What the task asks
Set out every row below as a numbered list, dropping any blank lines.

[Point labels for objects]
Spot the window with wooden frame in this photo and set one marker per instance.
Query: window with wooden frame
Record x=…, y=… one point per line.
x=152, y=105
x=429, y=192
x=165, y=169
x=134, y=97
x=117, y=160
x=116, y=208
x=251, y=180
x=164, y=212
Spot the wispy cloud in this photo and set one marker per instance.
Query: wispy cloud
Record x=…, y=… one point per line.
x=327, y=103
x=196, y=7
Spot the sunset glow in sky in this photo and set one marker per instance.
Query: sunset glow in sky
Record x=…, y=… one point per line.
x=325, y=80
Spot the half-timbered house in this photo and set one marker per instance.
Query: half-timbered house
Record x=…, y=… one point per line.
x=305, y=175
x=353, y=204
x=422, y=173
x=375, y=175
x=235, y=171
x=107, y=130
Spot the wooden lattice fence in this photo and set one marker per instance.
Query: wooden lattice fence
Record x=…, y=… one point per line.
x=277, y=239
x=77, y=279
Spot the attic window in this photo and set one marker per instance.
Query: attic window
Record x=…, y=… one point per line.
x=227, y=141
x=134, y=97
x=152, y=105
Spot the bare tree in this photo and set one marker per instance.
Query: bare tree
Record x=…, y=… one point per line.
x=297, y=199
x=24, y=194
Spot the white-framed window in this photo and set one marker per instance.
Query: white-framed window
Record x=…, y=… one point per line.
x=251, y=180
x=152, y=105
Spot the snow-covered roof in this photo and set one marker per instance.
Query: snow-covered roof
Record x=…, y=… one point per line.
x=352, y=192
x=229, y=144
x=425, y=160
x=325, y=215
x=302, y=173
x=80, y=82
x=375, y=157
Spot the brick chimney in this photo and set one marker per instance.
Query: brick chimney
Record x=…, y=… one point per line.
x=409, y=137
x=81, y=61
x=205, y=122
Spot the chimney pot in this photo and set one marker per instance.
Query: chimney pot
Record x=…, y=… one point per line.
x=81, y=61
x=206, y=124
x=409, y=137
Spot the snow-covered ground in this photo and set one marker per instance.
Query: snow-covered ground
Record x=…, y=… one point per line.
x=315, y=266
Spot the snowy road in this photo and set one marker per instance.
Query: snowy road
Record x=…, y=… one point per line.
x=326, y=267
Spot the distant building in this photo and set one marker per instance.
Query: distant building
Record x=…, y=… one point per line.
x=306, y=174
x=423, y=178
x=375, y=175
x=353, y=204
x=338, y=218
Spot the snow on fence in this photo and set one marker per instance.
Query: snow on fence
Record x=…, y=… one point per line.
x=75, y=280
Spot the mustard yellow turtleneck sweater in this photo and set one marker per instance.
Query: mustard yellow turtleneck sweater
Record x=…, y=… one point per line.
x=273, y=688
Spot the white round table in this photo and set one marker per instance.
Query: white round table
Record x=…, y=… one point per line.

Response below
1. Spot the window with wooden frame in this photo and set one marker per instance.
2. Query: window with wooden frame
3. Record x=…, y=… one point per line.
4. x=152, y=105
5. x=429, y=192
6. x=165, y=169
7. x=134, y=97
8. x=117, y=160
9. x=116, y=208
10. x=251, y=180
11. x=164, y=212
12. Spot the wispy cloud in this photo and set one marker per instance.
13. Query: wispy cloud
14. Record x=…, y=… one point per line.
15. x=327, y=103
16. x=196, y=7
17. Spot the sunset glow in sky in this photo and set one marker per instance.
18. Query: sunset glow in sky
19. Record x=…, y=… one point per line.
20. x=325, y=80
21. Spot the half-timbered house in this photo and set one marker per instance.
22. Query: half-timbered house
23. Record x=…, y=… one point per line.
24. x=305, y=175
25. x=353, y=204
26. x=422, y=173
27. x=375, y=175
28. x=235, y=171
29. x=107, y=130
30. Spot the wooden lattice fence in this photo and set one marker per instance.
31. Query: wooden lattice fence
32. Record x=…, y=… one point per line.
33. x=277, y=239
34. x=77, y=279
35. Spot the attic window in this photo and set one marker per instance.
36. Query: attic window
37. Record x=…, y=… one point per line.
38. x=227, y=141
39. x=134, y=97
40. x=152, y=105
41. Spot the bare tree in this photo and set one marker per instance.
42. Query: bare tree
43. Record x=…, y=… one point per line.
44. x=297, y=199
45. x=24, y=194
46. Spot the white-framed window in this photo and set one marker per instance.
47. Query: white-framed window
48. Record x=…, y=… one point per line.
49. x=251, y=180
50. x=152, y=105
51. Spot the snow-covered roof in this photo and set one marker per instance.
52. Query: snow-covered roof
53. Record x=…, y=… one point per line.
54. x=352, y=192
55. x=229, y=144
56. x=425, y=160
57. x=325, y=215
58. x=302, y=173
59. x=80, y=82
60. x=375, y=157
61. Spot the brick chimney in this photo and set one marker per instance.
62. Query: brick chimney
63. Record x=…, y=… one point per line.
64. x=409, y=137
65. x=81, y=61
66. x=205, y=122
67. Spot the chimney pot in this photo and set one marker per instance.
68. Query: chimney pot
69. Record x=…, y=… one point per line.
70. x=81, y=61
71. x=206, y=124
72. x=409, y=137
73. Spot the snow-covered ground in this photo and set one marker per instance.
74. Query: snow-covered ground
75. Record x=…, y=… one point per line.
76. x=315, y=266
77. Spot the snowy road in this photo and set one marker per instance.
78. Query: snowy road
79. Record x=…, y=… one point per line.
80. x=326, y=267
81. Spot the distant building in this photo and set one marker per instance.
82. Query: distant building
83. Record x=…, y=… one point per line.
84. x=306, y=174
85. x=423, y=178
86. x=375, y=175
87. x=353, y=204
88. x=338, y=218
89. Spot the snow on fence in this photo and set one marker per instance.
90. Query: snow on fence
91. Record x=…, y=… one point per line.
92. x=75, y=280
93. Spot the mustard yellow turtleneck sweater in this photo and set one marker per instance.
94. Query: mustard yellow turtleneck sweater
95. Record x=…, y=… one point per line.
96. x=273, y=688
97. Spot the white round table in this photo and set one marker per instance.
98. Query: white round table
99. Record x=…, y=… one point per line.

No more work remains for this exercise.